### BRIEF
Images are to be skipped; everything else in the records must be repeated exactly.

### GIVEN ENTRIES

+ + + +

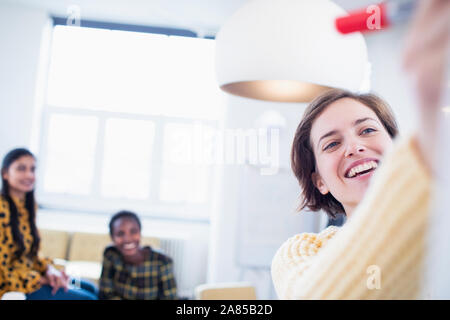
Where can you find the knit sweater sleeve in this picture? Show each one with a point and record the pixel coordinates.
(378, 253)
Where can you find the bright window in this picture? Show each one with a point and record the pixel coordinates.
(119, 122)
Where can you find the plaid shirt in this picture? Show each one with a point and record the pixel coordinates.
(150, 280)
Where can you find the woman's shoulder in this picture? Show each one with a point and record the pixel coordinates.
(157, 255)
(303, 245)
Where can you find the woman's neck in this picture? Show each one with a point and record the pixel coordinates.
(349, 208)
(17, 194)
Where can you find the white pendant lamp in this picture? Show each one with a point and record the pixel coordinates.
(288, 50)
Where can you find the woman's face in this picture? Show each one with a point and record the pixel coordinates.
(348, 141)
(126, 236)
(21, 175)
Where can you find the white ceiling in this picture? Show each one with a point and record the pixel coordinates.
(201, 16)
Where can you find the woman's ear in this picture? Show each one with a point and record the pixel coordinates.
(319, 183)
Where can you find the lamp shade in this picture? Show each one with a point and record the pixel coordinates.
(288, 50)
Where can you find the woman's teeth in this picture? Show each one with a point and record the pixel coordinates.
(129, 246)
(362, 167)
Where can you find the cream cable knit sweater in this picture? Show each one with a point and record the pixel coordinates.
(386, 233)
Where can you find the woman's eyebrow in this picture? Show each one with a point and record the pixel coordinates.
(326, 135)
(355, 123)
(358, 121)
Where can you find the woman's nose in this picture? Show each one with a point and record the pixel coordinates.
(354, 148)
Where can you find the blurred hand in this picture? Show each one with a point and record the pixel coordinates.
(56, 279)
(425, 59)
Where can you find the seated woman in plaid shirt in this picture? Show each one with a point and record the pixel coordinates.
(132, 272)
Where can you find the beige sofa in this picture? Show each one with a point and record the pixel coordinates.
(80, 253)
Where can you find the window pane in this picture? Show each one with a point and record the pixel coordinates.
(127, 158)
(186, 169)
(133, 72)
(70, 154)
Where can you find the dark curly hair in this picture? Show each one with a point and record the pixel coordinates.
(302, 155)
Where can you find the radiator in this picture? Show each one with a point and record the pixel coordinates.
(175, 249)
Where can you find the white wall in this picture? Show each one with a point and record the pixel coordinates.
(21, 33)
(234, 256)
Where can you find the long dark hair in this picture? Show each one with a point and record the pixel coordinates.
(10, 157)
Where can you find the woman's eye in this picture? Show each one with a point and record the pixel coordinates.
(368, 130)
(331, 145)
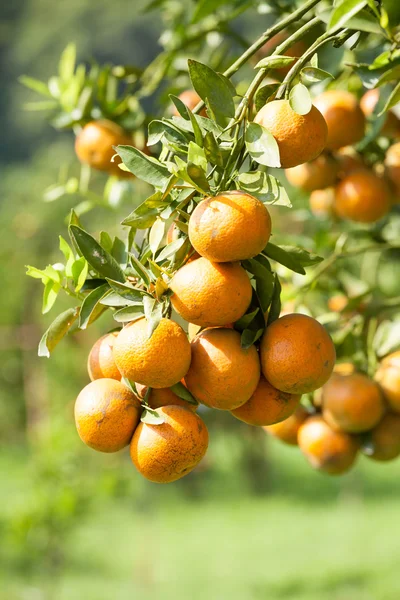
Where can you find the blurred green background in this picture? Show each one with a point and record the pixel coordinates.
(254, 521)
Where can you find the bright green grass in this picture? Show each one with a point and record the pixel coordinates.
(312, 538)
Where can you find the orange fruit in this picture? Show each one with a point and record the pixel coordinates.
(210, 294)
(318, 174)
(333, 452)
(222, 374)
(322, 203)
(94, 146)
(348, 160)
(391, 125)
(300, 138)
(287, 430)
(190, 98)
(297, 354)
(106, 415)
(166, 452)
(392, 166)
(101, 361)
(267, 405)
(162, 397)
(338, 302)
(217, 224)
(362, 197)
(385, 439)
(352, 403)
(344, 117)
(158, 361)
(388, 377)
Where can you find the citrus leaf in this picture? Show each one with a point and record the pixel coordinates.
(144, 167)
(57, 330)
(343, 12)
(300, 99)
(262, 146)
(98, 258)
(91, 308)
(275, 61)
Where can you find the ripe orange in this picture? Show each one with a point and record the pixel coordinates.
(210, 294)
(391, 125)
(318, 174)
(217, 226)
(101, 361)
(392, 166)
(106, 415)
(333, 452)
(348, 160)
(385, 439)
(287, 430)
(94, 146)
(267, 405)
(222, 374)
(300, 138)
(344, 117)
(352, 403)
(322, 203)
(162, 397)
(297, 354)
(168, 451)
(388, 377)
(159, 361)
(362, 197)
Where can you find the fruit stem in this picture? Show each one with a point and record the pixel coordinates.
(267, 35)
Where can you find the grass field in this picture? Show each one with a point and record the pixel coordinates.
(311, 538)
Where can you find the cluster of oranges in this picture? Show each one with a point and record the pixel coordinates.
(352, 413)
(135, 370)
(339, 181)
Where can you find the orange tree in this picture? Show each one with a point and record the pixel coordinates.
(197, 249)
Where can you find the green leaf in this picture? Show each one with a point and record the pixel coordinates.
(275, 306)
(264, 279)
(34, 84)
(66, 66)
(262, 146)
(128, 314)
(171, 249)
(146, 213)
(151, 417)
(126, 291)
(69, 256)
(212, 151)
(292, 257)
(264, 94)
(343, 12)
(214, 89)
(314, 74)
(91, 308)
(144, 167)
(79, 272)
(50, 294)
(98, 258)
(249, 337)
(300, 99)
(182, 392)
(264, 187)
(140, 269)
(57, 330)
(156, 235)
(275, 61)
(393, 99)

+ + + +

### RESULT
Where can you find the knit sweater sleeve in this picture? Show each one with a point and record the pixel coordinates.
(378, 253)
Where can you find the bright window in this picture? Show each one with a point and record the pixel coordinates.
(119, 122)
Where can you find the plaid shirt in this picture? Show each one with a point and record the pixel coordinates.
(150, 280)
Where can you find the woman's shoulder in this picture? Show each one with a point and record the pixel coordinates.
(157, 255)
(303, 245)
Where can you find the woman's neck in this picture? Show each one with a point and record the pixel coordinates.
(349, 208)
(17, 194)
Where can you find the white pendant lamp in this picture? Show each one with a point and record the pixel coordinates.
(288, 50)
Where can you find the woman's face in this picture? Show each one with a point and record the pixel coordinates.
(348, 141)
(126, 236)
(21, 175)
Where can you find the white ceiling in this picture? Show each one with a point and record the pixel coordinates.
(201, 16)
Where can you find the woman's ear in this picture? Show each one with a point and record the pixel coordinates.
(319, 183)
Where can you find the lamp shade in this picture? Show each one with a point and record the pixel coordinates.
(288, 50)
Where can you find the woman's teeth in this picture? Show each one with a point and record the pixel coordinates.
(129, 246)
(362, 167)
Where can you find the cream cable knit sweater in this picture? Show each one with a point and record the pixel coordinates.
(386, 233)
Where can you find the woman's eyebrow in this picture? Show each one with a point and record the pixel coordinates.
(326, 135)
(355, 123)
(358, 121)
Where can you find the woman's nose in this picture? Show each one with a point and record the pixel coordinates.
(354, 148)
Where can you find the blurred hand in this picture? Show each one with a point and record the pixel coordinates.
(56, 279)
(425, 59)
Where can you find the seated woman in plaid shirt in this picture? Show each one with a point and record the pixel coordinates.
(132, 272)
Where can you find the beige sofa in this picture? Show each one with a point and record the pixel coordinates.
(80, 253)
Where can you find the window pane in this picture? Show each one with a point and record the pixel coordinates.
(127, 158)
(186, 169)
(133, 72)
(70, 154)
Where can you find the dark curly hair in this picture? Show each one with a point and record the pixel coordinates.
(302, 155)
Where can you find the radiator in this picture? Show each one with a point and record the pixel coordinates.
(175, 249)
Where can you find the white wall in this picture? Show each one with a point and record the pixel coordinates.
(21, 33)
(234, 256)
Where can you find the long dark hair in this picture? Show each one with a point and record the pixel coordinates.
(10, 157)
Where can you find the woman's eye in this picture? Show each one with a point and record the pixel coordinates.
(368, 130)
(331, 145)
Where can you find the blurred green background in this picture? Show each one with a point and record the pixel coordinates.
(254, 521)
Where can you find the bright green grass in this picture? Show each one with a point and record the pixel coordinates.
(312, 538)
Where can you find the orange fruit in this picture? Show each one with a point and record the pixel coordinates.
(210, 294)
(318, 174)
(333, 452)
(222, 374)
(322, 203)
(94, 146)
(348, 160)
(391, 125)
(300, 138)
(287, 430)
(190, 98)
(297, 354)
(106, 415)
(166, 452)
(392, 166)
(101, 361)
(267, 405)
(162, 397)
(338, 302)
(217, 224)
(362, 197)
(385, 439)
(352, 403)
(344, 117)
(158, 361)
(388, 377)
Where can you find the citrus leaf in this picture? Show each one with a point and record the pixel coordinates.
(144, 167)
(57, 330)
(343, 12)
(300, 99)
(262, 146)
(98, 258)
(91, 308)
(275, 61)
Where can you find the ripe orange in this picture? Show each one with a point and record the pixel coordinates.
(210, 294)
(391, 125)
(318, 174)
(217, 226)
(101, 361)
(392, 166)
(106, 415)
(333, 452)
(348, 160)
(385, 439)
(287, 430)
(94, 146)
(267, 405)
(222, 374)
(300, 138)
(344, 117)
(352, 403)
(322, 203)
(162, 397)
(297, 354)
(168, 451)
(388, 377)
(159, 361)
(362, 197)
Where can you find the fruit stem in this picture? Show each one with a point and record the pixel coordinates.
(267, 35)
Where can you find the grass field in this picture? Show each one with a point and record the pixel coordinates.
(311, 538)
Where can you find the cluster of oranges in this picture? Show each one with a point and record the pixel coordinates.
(352, 413)
(135, 370)
(339, 181)
Where can you find the orange tree in this picture? Show each one with a point and record the pixel coordinates.
(197, 249)
Where can you find the green leaf in this picture? Show each one with a point and record the pixel coordinates.
(275, 306)
(264, 279)
(34, 84)
(66, 66)
(262, 146)
(128, 314)
(171, 249)
(146, 213)
(151, 417)
(126, 291)
(69, 256)
(212, 151)
(292, 257)
(264, 94)
(343, 12)
(214, 89)
(314, 74)
(91, 308)
(144, 167)
(79, 272)
(50, 294)
(98, 258)
(249, 337)
(300, 99)
(182, 392)
(264, 187)
(140, 269)
(57, 330)
(156, 235)
(275, 61)
(393, 99)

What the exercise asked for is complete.